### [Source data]
•••••

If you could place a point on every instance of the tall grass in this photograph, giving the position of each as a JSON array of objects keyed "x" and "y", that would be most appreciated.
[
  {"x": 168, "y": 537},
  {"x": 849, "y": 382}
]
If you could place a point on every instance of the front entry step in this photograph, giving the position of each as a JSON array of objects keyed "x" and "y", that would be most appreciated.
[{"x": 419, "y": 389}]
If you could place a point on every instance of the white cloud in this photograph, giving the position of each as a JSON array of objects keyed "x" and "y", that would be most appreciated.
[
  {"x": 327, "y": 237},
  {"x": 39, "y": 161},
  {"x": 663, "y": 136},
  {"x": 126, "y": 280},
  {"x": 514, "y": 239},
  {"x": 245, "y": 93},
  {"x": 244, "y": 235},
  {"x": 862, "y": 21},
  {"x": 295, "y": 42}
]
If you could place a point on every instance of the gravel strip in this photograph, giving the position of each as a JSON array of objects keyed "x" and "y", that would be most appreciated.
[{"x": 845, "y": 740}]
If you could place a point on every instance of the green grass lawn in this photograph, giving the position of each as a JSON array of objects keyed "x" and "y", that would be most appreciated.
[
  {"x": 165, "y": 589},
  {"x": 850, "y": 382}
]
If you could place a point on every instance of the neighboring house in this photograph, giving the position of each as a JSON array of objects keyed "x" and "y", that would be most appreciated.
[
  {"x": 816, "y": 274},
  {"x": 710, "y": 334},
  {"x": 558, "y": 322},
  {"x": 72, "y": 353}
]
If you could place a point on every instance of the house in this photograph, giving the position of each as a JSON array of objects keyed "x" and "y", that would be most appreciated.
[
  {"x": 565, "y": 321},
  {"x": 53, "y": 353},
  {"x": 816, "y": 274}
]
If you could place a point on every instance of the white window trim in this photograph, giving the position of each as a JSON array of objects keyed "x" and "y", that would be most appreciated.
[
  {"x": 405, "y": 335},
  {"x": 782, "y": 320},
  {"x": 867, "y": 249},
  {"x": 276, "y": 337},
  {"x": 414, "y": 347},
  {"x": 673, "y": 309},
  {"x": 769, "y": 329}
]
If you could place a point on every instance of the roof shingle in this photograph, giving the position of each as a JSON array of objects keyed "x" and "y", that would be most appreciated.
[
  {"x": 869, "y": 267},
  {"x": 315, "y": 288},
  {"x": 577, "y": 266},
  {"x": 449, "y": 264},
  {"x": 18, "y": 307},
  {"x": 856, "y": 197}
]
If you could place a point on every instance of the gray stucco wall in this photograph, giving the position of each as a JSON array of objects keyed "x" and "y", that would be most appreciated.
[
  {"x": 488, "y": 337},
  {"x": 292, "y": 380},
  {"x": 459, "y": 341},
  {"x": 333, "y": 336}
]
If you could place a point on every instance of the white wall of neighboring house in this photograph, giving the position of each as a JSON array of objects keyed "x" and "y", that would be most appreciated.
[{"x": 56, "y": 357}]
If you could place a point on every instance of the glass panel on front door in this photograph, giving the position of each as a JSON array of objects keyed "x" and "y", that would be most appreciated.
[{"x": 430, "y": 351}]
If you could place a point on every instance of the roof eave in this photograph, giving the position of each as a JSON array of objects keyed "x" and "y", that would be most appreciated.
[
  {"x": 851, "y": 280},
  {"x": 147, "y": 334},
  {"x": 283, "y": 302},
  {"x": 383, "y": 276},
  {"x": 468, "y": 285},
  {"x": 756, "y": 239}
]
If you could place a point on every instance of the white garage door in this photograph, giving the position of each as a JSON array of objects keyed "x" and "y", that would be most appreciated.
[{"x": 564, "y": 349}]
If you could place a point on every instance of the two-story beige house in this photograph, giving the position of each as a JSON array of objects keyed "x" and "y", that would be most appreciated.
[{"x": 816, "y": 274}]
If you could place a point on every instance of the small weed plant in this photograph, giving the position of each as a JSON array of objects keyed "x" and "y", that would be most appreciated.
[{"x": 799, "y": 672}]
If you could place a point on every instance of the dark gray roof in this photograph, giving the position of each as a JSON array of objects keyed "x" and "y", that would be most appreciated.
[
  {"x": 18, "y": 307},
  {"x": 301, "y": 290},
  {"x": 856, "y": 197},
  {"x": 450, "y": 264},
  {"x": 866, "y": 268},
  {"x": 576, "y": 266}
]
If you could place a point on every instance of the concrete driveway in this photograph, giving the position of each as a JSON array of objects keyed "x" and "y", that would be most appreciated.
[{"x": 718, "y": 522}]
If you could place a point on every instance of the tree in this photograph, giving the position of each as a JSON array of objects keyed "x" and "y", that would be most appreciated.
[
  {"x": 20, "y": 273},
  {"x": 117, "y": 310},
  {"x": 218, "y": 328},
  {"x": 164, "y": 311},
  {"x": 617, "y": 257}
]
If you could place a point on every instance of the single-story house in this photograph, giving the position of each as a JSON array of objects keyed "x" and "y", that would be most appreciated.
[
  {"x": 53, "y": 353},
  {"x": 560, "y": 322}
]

•••••

### [About this task]
The answer is the full data, repeated exactly as shown.

### [Output below]
If you could place a point on every instance of the tall grass in this photograph, giving the position of each as a JSON array of objects keyed "x" and "y", that would be most appreciated.
[
  {"x": 168, "y": 537},
  {"x": 849, "y": 382}
]
If you could place a point on every instance of the front entry step in this photograph, giving the position of each as a JSON array of objects keyed "x" and "y", that would be most appreciated.
[{"x": 419, "y": 389}]
If you could place a point on every instance of the white cloud in this photograph, giving the position of each as a JSON array of objects keyed "x" and "y", that would be most appreciated.
[
  {"x": 327, "y": 237},
  {"x": 39, "y": 161},
  {"x": 663, "y": 136},
  {"x": 126, "y": 280},
  {"x": 514, "y": 239},
  {"x": 245, "y": 93},
  {"x": 244, "y": 235},
  {"x": 862, "y": 21},
  {"x": 295, "y": 42}
]
If you could place a point on every instance of the gravel strip in this photograph, giving the position of each as a JSON array of objects keyed "x" and "y", that would be most appreciated.
[{"x": 845, "y": 740}]
If you could place a point on every instance of the green grass lawn in this photograph, giving the position of each as a JSON array of objects keyed "x" and "y", that would be most appreciated.
[
  {"x": 165, "y": 589},
  {"x": 850, "y": 382}
]
If you could place a point on every instance of the neighboring house in this photograph, giving the position of each as a JSON array of objects keyed "x" and "y", that would be most appreciated.
[
  {"x": 816, "y": 274},
  {"x": 710, "y": 334},
  {"x": 558, "y": 322},
  {"x": 72, "y": 353}
]
If you could place a point on every instance of the house in this photograph, giving the position of each as a JSON array of objects keyed "x" and "y", that would be most appreciated.
[
  {"x": 565, "y": 321},
  {"x": 53, "y": 353},
  {"x": 816, "y": 274}
]
If you could place a point on every instance of the white window trim in this photograph, giving the position of each as a JSON array of objects keyed "x" and "y", that would be most appreciated.
[
  {"x": 405, "y": 335},
  {"x": 782, "y": 320},
  {"x": 867, "y": 249},
  {"x": 276, "y": 337},
  {"x": 414, "y": 347},
  {"x": 673, "y": 309},
  {"x": 769, "y": 329}
]
If you could place a point on every instance of the roof shingle in this photograph, giving the position of each as a JSON array of objects keyed "x" and "y", that would be most appreciated.
[
  {"x": 869, "y": 267},
  {"x": 315, "y": 288},
  {"x": 577, "y": 266},
  {"x": 449, "y": 264},
  {"x": 18, "y": 307},
  {"x": 856, "y": 197}
]
If you could place a point on every instance of the gray stucco wall in this photograph, giving the position of each as a JSON array of objects keyed "x" and "y", that would be most appreciated.
[
  {"x": 488, "y": 337},
  {"x": 292, "y": 380},
  {"x": 459, "y": 341},
  {"x": 333, "y": 336}
]
If you could place a point on every instance of the white wall of neighboring house in this photograph, giving the position of each as a JSON array of objects keyed "x" and "y", that would be most appreciated.
[{"x": 56, "y": 357}]
If you could place a point on every instance of the glass panel on front door in this photograph, giving the position of each as a JSON array of objects keyed "x" and "y", that would be most appreciated.
[{"x": 430, "y": 351}]
If you could place a point on every instance of the roof eave in this photograph, giving the position of each as a JSON array of objects keyed "x" and "y", that would be most appreciated.
[
  {"x": 851, "y": 280},
  {"x": 147, "y": 334},
  {"x": 283, "y": 302},
  {"x": 383, "y": 276},
  {"x": 468, "y": 285},
  {"x": 756, "y": 239}
]
If you could place a point on every instance of the white garage door in this photograph, giving the position of each as a JSON array of objects keyed "x" and "y", that would be most appreciated.
[{"x": 564, "y": 349}]
If you could place a point on every instance of the two-story beige house in this photograph, giving the position of each as a JSON array of objects keyed "x" and "y", that would be most appreciated.
[{"x": 816, "y": 274}]
If you could place a point on every instance of the small weed plant in this photograph, giving the position of each as a JSON array of objects keyed "x" and "y", that would be most appreciated.
[{"x": 799, "y": 672}]
If you could place a point on every instance of the dark gray roof in this photograph, giving the position of each as a JSON array of objects keyed "x" and "y", that would be most appreciated.
[
  {"x": 18, "y": 307},
  {"x": 301, "y": 290},
  {"x": 856, "y": 197},
  {"x": 450, "y": 264},
  {"x": 866, "y": 268},
  {"x": 576, "y": 266}
]
If you could place a point on every instance of the concrete driveway in this photograph, giving the position of each as a JSON array of objects keyed "x" and "y", that would be most appreciated.
[{"x": 718, "y": 522}]
If you could place a point on every instance of the tree in this photograph, giving the position of each as a JSON array of objects keyed "x" and "y", that would be most appreciated.
[
  {"x": 20, "y": 273},
  {"x": 117, "y": 310},
  {"x": 218, "y": 328},
  {"x": 164, "y": 311},
  {"x": 617, "y": 257}
]
If you could place a point on every instance of the single-story house in this photograph, giving the position of each as a JSON array of objects keyed "x" and "y", that would be most appreciated.
[
  {"x": 53, "y": 353},
  {"x": 560, "y": 322}
]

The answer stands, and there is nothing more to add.